## THE REQUEST
Scale the point coordinates in the answers of all the rows below by 1.3, rounding each result to the nearest whole number with halves going up. Write out every line again, including the requests, and leave the request text as it is.

#### RECORDS SHOWN ####

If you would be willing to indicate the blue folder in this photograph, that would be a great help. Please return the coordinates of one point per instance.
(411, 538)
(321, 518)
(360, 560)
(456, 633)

####

## WORKED ANSWER
If you would be willing to indicate the blue folder in this photograph, that would be a great help. Please return the coordinates of one point per instance.
(534, 699)
(417, 673)
(468, 728)
(593, 823)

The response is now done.